▶ TEXT PASSAGE:
#####
AK. Bank sibor rates always has a +. It is currently 1m sibor + 0.8%.

So it is currently around 1.1% I think. HSBC.

Hey I am asking a serious question you know...
Next year I think it is 0.9 + 1m sibor. I cant remember... I refinanced within the same bank under a 1m sibor instead of 3m sibor a year plus ago.

AK71 said...

Hi Mark,

The information you provided in your earlier comment was incomplete. The "+X.X%" is an important consideration.

I thought you had a fairy god mother for a banker when you said your bank loan was pegged to the 1 month SIBOR only. ;p

1 month SIBOR + 0.8% is a fantastic rate but you would be at the mercy of the SIBOR. After all, it only goes up to + 0.9% next year.

I like what you have because I always plan on paying down my housing loans rapidly. However, for anyone who is not able to pay down rapidly, this will work against them when interest rates rise again.

It was not so long ago before the GFC that SIBOR was at 5+%. Once upon a time, it was almost 7%. That was at the turn of the century.

People getting drunk on cheap debt now. There will be some who might die from having too much debt in the coming years.

Jermel said...

Hi AK,

I believe that the CPF interest is pegged to the SIBOR as well so it does not always stay at 2.6% per annum. A look at the history of CPF interest rate show that 2.5% is the lowest it has ever hit while the highest is 6.5%. The last peak it reached was 4.41% during the 1997 crisis.

The package offer by POSB will mostly be attractive to owners who are currently on the HDB loan but intend to sell after the 10 years. Especially new owners who need to fulfill the MOP.

AK71 said...

Hi EG,

I don't think the CPF interest rate is pegged to the SIBOR. I remember vaguely that it was pegged to the banks' FD rates. Anyway, I did a search:

For Ordinary Account (OA), CPF members receive a market-related interest rate based on the 12-month fixed deposit and month-end savings rates of the major local banks.
#####
Some items
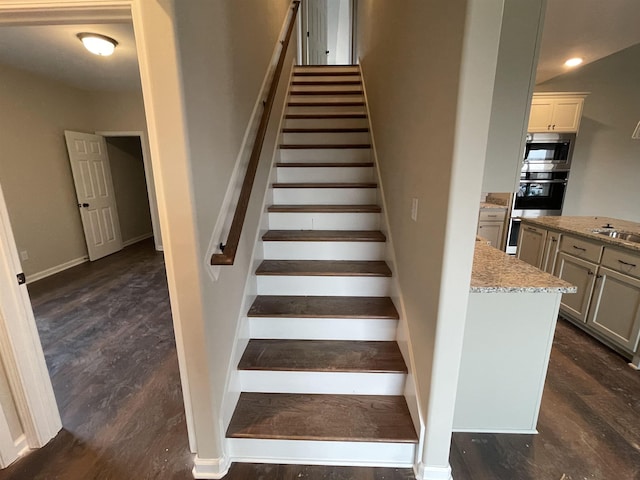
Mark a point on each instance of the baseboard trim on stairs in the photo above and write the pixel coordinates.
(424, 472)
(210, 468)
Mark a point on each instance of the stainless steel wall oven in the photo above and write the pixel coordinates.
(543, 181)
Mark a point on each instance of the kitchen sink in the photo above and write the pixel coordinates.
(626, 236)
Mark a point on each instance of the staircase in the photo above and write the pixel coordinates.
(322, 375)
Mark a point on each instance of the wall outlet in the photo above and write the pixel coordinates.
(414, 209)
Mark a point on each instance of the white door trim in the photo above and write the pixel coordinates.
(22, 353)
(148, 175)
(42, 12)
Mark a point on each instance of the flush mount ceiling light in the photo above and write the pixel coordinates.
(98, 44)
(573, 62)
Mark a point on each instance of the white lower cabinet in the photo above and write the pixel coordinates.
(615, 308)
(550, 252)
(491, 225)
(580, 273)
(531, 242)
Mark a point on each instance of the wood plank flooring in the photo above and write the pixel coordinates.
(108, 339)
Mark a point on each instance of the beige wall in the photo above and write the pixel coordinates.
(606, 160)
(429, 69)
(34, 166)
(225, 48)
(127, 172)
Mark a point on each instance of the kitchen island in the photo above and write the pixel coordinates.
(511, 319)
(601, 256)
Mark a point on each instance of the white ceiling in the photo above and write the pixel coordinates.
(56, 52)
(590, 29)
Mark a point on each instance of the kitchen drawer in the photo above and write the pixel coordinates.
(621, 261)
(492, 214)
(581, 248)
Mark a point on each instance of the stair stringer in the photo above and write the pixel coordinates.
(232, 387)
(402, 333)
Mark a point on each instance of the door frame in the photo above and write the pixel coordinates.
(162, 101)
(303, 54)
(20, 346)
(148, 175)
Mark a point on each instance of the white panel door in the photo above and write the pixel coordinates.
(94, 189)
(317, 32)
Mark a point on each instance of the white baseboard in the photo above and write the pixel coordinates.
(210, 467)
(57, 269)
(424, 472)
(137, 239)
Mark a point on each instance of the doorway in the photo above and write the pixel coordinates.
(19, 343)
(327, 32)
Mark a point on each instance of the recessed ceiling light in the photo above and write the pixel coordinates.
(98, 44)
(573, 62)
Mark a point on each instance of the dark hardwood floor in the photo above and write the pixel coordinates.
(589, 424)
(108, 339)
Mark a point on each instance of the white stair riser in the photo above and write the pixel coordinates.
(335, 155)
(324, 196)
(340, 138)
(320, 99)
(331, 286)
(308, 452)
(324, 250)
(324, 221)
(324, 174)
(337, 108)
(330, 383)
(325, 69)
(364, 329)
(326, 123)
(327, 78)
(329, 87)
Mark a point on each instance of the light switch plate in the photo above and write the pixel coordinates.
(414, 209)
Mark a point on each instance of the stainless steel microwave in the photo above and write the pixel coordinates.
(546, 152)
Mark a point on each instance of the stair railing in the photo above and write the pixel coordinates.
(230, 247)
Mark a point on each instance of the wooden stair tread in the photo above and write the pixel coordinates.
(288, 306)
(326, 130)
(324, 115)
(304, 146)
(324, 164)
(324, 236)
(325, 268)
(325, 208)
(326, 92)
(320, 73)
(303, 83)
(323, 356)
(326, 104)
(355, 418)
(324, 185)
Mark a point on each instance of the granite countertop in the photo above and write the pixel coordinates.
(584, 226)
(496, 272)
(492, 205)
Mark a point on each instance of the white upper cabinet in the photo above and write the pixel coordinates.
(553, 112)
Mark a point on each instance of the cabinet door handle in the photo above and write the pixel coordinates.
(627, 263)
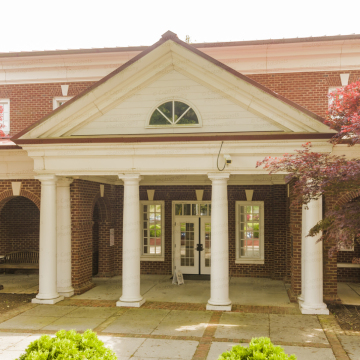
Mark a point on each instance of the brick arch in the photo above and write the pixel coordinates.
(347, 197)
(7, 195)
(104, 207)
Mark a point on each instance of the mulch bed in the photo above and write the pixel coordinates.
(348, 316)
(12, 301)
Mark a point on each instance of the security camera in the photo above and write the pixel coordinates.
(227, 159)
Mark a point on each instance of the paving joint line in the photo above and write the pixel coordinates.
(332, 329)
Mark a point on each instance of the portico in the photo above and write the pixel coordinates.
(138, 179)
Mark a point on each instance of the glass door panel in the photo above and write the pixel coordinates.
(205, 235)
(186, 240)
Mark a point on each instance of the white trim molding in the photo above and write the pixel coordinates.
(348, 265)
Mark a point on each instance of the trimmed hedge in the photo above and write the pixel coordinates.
#####
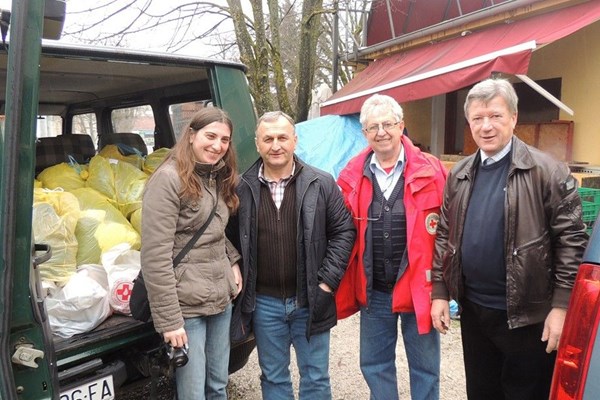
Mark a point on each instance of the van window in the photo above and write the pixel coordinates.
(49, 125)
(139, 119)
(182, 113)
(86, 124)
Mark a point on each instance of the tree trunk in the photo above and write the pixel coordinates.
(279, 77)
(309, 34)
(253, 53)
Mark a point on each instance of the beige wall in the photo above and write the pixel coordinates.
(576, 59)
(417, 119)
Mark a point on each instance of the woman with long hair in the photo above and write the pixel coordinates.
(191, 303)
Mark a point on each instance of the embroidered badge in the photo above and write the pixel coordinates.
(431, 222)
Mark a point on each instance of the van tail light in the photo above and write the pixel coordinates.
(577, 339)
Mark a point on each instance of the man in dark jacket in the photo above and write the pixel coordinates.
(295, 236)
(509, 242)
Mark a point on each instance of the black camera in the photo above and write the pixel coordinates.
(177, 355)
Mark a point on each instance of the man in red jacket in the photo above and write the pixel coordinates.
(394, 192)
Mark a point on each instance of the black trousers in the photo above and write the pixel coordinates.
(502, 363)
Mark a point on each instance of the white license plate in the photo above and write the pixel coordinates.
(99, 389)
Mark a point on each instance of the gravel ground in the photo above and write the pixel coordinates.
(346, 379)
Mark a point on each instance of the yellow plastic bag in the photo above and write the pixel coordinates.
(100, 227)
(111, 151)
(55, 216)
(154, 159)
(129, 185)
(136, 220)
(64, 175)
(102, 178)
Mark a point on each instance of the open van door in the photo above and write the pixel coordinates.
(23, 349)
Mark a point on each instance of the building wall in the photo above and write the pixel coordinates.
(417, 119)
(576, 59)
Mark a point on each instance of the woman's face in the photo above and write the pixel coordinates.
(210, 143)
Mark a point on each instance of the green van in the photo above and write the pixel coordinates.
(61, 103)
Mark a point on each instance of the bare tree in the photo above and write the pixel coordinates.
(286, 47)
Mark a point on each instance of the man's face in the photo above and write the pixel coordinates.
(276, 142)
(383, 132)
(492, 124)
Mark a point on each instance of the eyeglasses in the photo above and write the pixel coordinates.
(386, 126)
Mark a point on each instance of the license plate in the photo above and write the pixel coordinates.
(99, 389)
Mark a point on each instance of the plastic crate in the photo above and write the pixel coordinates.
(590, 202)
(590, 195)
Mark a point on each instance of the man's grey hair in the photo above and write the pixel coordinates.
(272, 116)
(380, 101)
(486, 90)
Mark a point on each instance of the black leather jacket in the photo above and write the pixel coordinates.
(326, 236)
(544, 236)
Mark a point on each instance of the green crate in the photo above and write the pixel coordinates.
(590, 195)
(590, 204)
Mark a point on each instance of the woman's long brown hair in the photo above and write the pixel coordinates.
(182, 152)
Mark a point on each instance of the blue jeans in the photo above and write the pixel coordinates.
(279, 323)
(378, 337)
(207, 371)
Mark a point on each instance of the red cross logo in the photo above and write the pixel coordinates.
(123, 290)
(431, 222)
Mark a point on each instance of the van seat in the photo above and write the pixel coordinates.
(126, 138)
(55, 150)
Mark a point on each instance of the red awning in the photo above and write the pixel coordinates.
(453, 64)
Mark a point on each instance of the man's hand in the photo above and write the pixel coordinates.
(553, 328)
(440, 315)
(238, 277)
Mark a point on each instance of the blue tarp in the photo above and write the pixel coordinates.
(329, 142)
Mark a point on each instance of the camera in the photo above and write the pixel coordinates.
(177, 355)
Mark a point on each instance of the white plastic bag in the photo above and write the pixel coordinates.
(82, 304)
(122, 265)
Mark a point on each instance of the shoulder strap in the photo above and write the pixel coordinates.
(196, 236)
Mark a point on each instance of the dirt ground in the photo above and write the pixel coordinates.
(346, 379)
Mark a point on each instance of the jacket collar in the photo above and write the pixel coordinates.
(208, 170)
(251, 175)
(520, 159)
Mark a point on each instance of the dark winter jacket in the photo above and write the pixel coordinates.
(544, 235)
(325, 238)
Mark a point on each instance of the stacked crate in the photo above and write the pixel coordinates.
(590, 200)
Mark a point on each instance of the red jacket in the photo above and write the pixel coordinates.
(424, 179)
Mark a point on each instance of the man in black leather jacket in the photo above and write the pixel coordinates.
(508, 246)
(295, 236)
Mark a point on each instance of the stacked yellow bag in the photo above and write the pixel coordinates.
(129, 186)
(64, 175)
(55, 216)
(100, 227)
#####
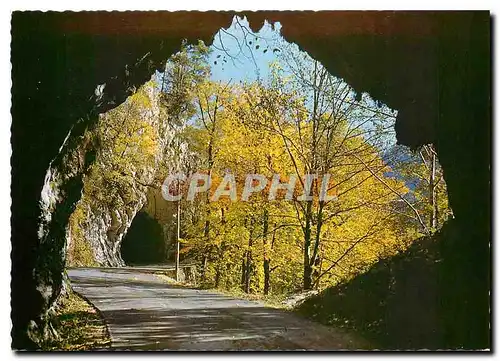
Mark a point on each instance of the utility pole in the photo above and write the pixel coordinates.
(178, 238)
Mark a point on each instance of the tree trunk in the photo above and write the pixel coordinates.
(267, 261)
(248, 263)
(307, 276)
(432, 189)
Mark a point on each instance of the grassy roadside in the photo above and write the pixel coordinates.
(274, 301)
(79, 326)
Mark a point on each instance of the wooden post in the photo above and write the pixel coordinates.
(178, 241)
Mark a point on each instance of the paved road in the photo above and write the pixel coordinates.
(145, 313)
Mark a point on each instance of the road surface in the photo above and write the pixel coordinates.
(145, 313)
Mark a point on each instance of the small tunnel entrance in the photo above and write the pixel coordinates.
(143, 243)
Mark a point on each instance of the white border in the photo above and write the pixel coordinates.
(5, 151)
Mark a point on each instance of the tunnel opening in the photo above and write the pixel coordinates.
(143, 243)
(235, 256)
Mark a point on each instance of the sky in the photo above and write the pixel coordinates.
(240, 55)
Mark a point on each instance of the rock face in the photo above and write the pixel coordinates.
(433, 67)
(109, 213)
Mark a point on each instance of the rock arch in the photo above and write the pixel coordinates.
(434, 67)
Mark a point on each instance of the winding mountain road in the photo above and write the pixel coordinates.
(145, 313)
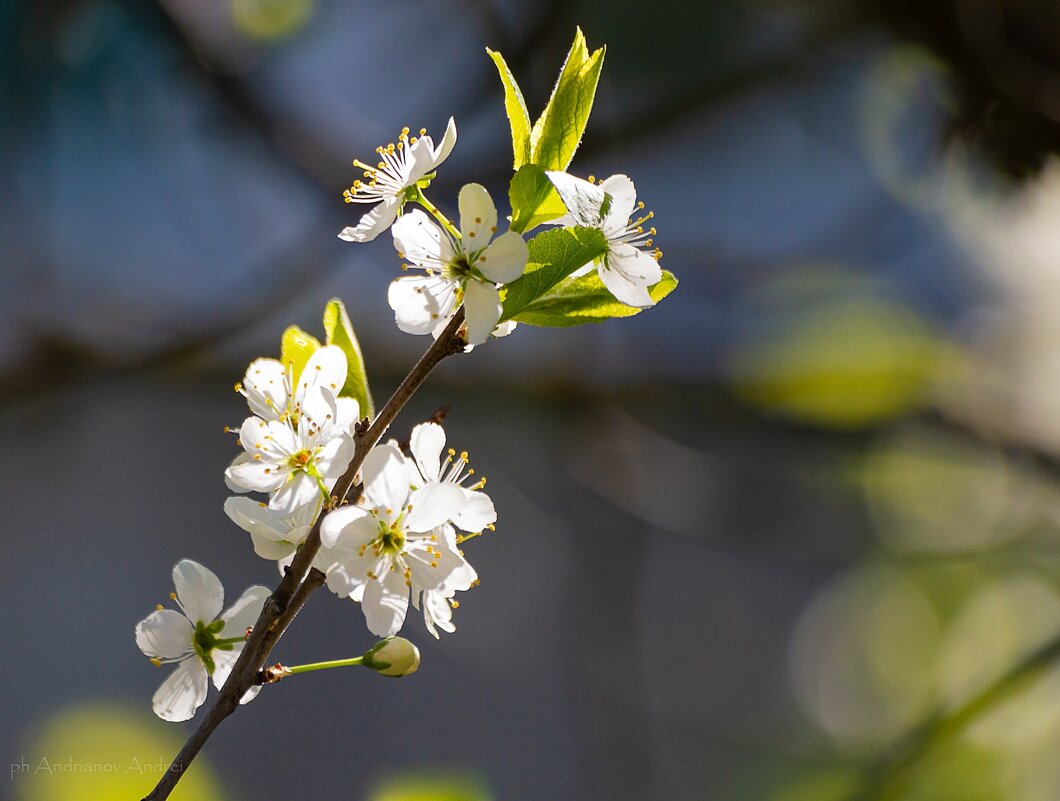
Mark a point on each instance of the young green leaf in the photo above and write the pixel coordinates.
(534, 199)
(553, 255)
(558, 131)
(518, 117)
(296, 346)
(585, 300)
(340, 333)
#####
▶ WRITTEN INSTRUCTION: Transcribe the part of the home loan rate discussion above from "The information you" to "Jermel said...".

▶ FULL ANSWER:
The information you provided in your earlier comment was incomplete. The "+X.X%" is an important consideration.

I thought you had a fairy god mother for a banker when you said your bank loan was pegged to the 1 month SIBOR only. ;p

1 month SIBOR + 0.8% is a fantastic rate but you would be at the mercy of the SIBOR. After all, it only goes up to + 0.9% next year.

I like what you have because I always plan on paying down my housing loans rapidly. However, for anyone who is not able to pay down rapidly, this will work against them when interest rates rise again.

It was not so long ago before the GFC that SIBOR was at 5+%. Once upon a time, it was almost 7%. That was at the turn of the century.

People getting drunk on cheap debt now. There will be some who might die from having too much debt in the coming years.

Jermel said...